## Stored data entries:
=== Begin Enclosure ===

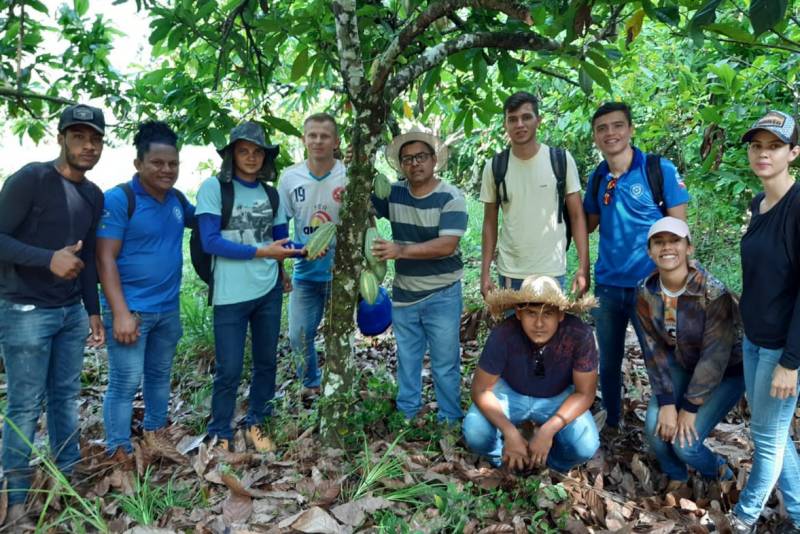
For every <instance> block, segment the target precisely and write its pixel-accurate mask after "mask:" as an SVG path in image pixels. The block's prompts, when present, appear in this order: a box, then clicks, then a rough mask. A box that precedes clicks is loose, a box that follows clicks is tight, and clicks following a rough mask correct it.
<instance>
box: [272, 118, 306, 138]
mask: <svg viewBox="0 0 800 534" xmlns="http://www.w3.org/2000/svg"><path fill="white" fill-rule="evenodd" d="M264 122H265V123H266V124H267V126H271V127H272V128H275V129H276V130H278V131H281V132H283V133H285V134H287V135H293V136H296V137H303V133H302V132H301V131H300V130H298V129H297V128H296V127H295V126H294V125H293V124H292V123H291V122H289V121H287V120H286V119H282V118H280V117H275V116H272V115H267V116H265V117H264Z"/></svg>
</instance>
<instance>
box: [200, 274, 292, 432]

=== End Enclosure ===

Using the records above, gather all lines where the string "instance" is present.

## Output of the task:
For every <instance> block, segment the target precisely and write its pixel-accurate mask after "mask:" as an SVG path in image pixels. The block's prompts, when present, appear in this order: a box, then clicks, then a rough mask. A box that precedes clicks is loose, a box that follows clicks is tight, and clicks following a rough mask correct it.
<instance>
</instance>
<instance>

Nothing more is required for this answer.